#### Instructions to follow:
Reproduce the material below word for word, line by line, with no changes.
++++++++++++++++++++
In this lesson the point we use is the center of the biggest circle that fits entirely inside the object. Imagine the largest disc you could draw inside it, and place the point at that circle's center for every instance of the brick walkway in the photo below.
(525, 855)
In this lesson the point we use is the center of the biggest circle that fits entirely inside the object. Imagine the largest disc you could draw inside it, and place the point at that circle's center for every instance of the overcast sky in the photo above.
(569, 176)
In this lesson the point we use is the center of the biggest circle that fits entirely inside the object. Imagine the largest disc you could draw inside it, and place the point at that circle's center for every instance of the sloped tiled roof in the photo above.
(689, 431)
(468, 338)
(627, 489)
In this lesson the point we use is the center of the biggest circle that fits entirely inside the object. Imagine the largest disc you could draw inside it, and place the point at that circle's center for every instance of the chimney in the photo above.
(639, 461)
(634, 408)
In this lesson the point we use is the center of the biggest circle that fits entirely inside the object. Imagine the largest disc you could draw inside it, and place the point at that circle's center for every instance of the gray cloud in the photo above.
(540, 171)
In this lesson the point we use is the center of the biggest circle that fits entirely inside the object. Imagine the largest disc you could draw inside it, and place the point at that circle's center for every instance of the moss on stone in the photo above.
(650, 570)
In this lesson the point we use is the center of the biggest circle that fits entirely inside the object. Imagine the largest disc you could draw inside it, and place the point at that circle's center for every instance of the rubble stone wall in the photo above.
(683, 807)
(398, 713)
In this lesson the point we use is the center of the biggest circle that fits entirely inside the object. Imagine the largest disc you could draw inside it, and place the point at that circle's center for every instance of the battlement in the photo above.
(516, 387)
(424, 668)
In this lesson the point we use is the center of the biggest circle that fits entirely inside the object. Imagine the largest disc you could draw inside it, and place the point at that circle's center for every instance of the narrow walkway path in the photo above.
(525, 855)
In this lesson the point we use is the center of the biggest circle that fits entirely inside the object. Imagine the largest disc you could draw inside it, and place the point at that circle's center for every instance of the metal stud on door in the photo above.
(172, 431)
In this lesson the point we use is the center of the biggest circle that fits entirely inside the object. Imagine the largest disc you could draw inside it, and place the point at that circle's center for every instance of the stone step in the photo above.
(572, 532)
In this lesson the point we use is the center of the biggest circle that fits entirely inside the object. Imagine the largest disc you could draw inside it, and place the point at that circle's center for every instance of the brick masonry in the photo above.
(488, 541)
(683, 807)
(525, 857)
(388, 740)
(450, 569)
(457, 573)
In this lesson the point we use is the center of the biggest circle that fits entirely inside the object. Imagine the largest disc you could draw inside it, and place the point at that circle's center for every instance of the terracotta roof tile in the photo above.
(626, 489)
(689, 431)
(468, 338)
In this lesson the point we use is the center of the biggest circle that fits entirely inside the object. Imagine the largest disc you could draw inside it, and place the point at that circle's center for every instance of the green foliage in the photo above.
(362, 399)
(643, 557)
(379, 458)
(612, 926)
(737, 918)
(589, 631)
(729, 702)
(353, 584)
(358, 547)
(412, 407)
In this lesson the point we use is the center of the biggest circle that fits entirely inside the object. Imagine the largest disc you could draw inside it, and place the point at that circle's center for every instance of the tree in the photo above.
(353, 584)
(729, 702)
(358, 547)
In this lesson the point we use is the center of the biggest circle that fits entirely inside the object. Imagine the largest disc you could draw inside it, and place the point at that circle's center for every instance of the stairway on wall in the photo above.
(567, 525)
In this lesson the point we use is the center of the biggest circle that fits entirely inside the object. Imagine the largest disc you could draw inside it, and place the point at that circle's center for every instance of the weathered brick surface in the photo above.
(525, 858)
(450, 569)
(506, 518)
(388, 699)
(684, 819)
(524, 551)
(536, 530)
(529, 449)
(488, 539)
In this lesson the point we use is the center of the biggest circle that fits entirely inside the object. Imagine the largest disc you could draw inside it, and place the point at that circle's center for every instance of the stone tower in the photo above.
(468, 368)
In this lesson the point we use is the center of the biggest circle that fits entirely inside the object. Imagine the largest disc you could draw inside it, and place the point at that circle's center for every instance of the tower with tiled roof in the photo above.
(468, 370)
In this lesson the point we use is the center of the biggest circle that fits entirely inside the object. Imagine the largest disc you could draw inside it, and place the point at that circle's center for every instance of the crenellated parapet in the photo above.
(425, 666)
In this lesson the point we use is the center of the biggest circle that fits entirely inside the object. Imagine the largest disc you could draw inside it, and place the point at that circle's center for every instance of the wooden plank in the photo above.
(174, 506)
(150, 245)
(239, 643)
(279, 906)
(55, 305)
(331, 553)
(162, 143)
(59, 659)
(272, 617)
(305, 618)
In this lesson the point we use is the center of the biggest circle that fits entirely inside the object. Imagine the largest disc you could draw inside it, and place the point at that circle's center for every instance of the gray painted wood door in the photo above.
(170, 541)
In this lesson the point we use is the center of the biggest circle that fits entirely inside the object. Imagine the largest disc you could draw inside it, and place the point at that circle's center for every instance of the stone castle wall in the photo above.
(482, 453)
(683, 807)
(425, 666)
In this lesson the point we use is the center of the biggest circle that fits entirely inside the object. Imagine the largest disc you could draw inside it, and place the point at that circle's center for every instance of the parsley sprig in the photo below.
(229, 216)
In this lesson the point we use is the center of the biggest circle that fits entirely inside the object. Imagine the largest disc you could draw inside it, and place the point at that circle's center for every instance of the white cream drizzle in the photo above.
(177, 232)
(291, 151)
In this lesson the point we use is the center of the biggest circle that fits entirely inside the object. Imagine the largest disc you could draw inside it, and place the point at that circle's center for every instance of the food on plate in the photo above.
++++++++++++++++++++
#### Response to the exercise:
In this lesson the point we use is the center of the biggest circle that fits entirely inside the object. Imagine the largest disc you could draw inside it, and place the point at that circle's center for every instance of the brick walkway in the photo below.
(525, 855)
In this lesson the point we use is the center of the biggest circle that fits entirely inside the object. Imagine the largest disc you could draw inside it, and place the point at that circle's center for every instance of the overcast sky in the photo above.
(569, 176)
In this lesson the point we use is the center of the biggest circle that fits entirely inside the object. Imagine the largest disc you could draw inside it, and place the point at that circle's center for every instance of the sloped tiled roof in the photo above.
(689, 431)
(468, 338)
(627, 489)
In this lesson the point we use is the center of the biggest circle that fits entirely inside the object. Imagine the largest disc you could draw inside it, and place the point at that circle's center for every instance of the chimney in the photo above.
(639, 461)
(634, 408)
In this lesson the point we use is the center of the biggest circle that fits entirely inside the object. Imagine the largest disc you could draw inside it, and place the point at that circle's center for every instance of the gray cloud in the photo above.
(540, 171)
In this lesson the point we use is the center of the biggest circle that fits entirely inside the object. Imagine the largest disc you could draw inside it, and place the point at that circle's center for every instance of the moss on stone in the photo above.
(650, 570)
In this lesson the point we use is the center of the biggest circle that fits entirely inside the object. Imagine the largest disc you could draw inside it, and place the point at that circle's center for every instance of the rubble stone wall in the photo above.
(683, 807)
(398, 713)
In this lesson the point we use is the center of the biggest circle that fits entirely inside the object. Imagine the largest disc you could draw inside it, and place the point at that circle's center for every instance of the battlement in the photo above.
(516, 387)
(424, 668)
In this lesson the point we use is the center of the biggest circle that fits entirely inside the object. Imagine the largest disc you could draw inside it, and place the point at that circle's center for every instance of the narrow walkway path in the photo above.
(525, 855)
In this lesson the point we use is the center of the biggest circle that fits entirely inside the object. Imagine the largest disc you could draw inside it, and place the point at that circle's center for every instance of the metal stud on door in the photo above.
(172, 431)
In this lesson the point we use is the center of the biggest circle that fits entirely inside the object. Imagine the largest disc you could draw inside it, and place the point at that circle's center for every instance of the stone step in the photo above.
(572, 532)
In this lesson the point we use is the center of the biggest circle that fits entirely inside the object. Imagine the largest disc you could draw inside it, and place the point at that circle's center for every instance of the brick masonry in the photo above.
(488, 541)
(683, 807)
(525, 857)
(388, 740)
(450, 569)
(457, 573)
In this lesson the point we use is the center of the biggest circle that fits entirely inside the object. Imagine the largest disc you could draw inside it, and place the point at that circle's center for every instance of the terracotta roof tile in the photo above.
(626, 489)
(689, 431)
(468, 338)
In this lesson the point we use is the center of the biggest circle that fits entirely inside the object. Imagine the largest disc you could draw inside it, and place the point at that circle's center for every instance of the green foliage in the photo above.
(362, 399)
(643, 557)
(379, 458)
(612, 926)
(737, 918)
(589, 631)
(729, 702)
(353, 584)
(358, 547)
(412, 407)
In this lesson the point we use is the center of the biggest circle that fits entirely inside the object. Imagine the largest disc you could draw inside it, and place the point at that circle's center for every instance of the tree in the photo above.
(353, 584)
(729, 702)
(358, 547)
In this lesson the point we use is the center of the biggest circle that fits entirely inside the object. Imagine the largest disc you could draw inside it, and place the point at that circle's center for every instance of the stairway on wall in the photo above.
(567, 525)
In this lesson the point we use is the center of the biggest circle that fits entirely inside the object. Imagine the largest disc you could draw inside it, and place the point at that circle's center for every instance of the weathered brick surface in the photo above.
(525, 858)
(450, 569)
(506, 518)
(388, 699)
(684, 819)
(524, 551)
(536, 530)
(529, 449)
(488, 539)
In this lesson the point we use is the center of the biggest circle that fits entirely inside the object. Imagine the largest disc you could draw inside it, and place the point at that circle's center for every instance of the stone tower in the photo above.
(468, 368)
In this lesson the point we use is the center of the biggest circle that fits entirely inside the object. Imagine the largest disc you could draw inside it, and place the point at that circle's center for every instance of the tower with tiled roof in the photo above.
(468, 370)
In this lesson the point we use is the center of the biggest circle that fits entirely inside the object. Imagine the largest disc you could draw inside it, and place the point at that circle's center for every instance of the crenellated parapet in the photo above.
(425, 666)
In this lesson the point we use is the center of the biggest circle that fits entirely inside the object. Imagine the largest disc you could draw inside it, and place the point at that circle's center for every instance of the wooden plank in the photo above.
(174, 506)
(150, 245)
(239, 643)
(279, 906)
(55, 305)
(331, 553)
(162, 143)
(59, 659)
(272, 617)
(305, 618)
In this lesson the point we use is the center of the biggest circle that fits entirely inside the object. Imagine the largest disc you could draw inside it, and place the point at that circle's center for every instance of the gray painted wood door in the photo above.
(170, 541)
In this lesson the point we use is the center of the biggest circle that fits entirely inside the object. Imagine the largest disc you could draw inside it, and place the point at that circle's center for every instance of the stone castle wall in the photo above.
(482, 453)
(683, 807)
(425, 666)
In this lesson the point we use is the center of the biggest circle that fits entirely inside the object. Imagine the largest disc you could draw inside it, and place the point at that circle's center for every instance of the parsley sprig in the photo below.
(229, 216)
In this lesson the point we use is the center of the biggest circle that fits entirely inside the object. Imagine the largest disc you could draw inside it, and place the point at that circle's center for every instance of the white cream drizzle in the photo above.
(177, 232)
(291, 151)
In this lesson the point we use is the center of the biggest circle that fits entirely inside the object. Imagine the largest disc you could draw inside it, and place the point at that circle's center for every instance of the food on plate in the photo above.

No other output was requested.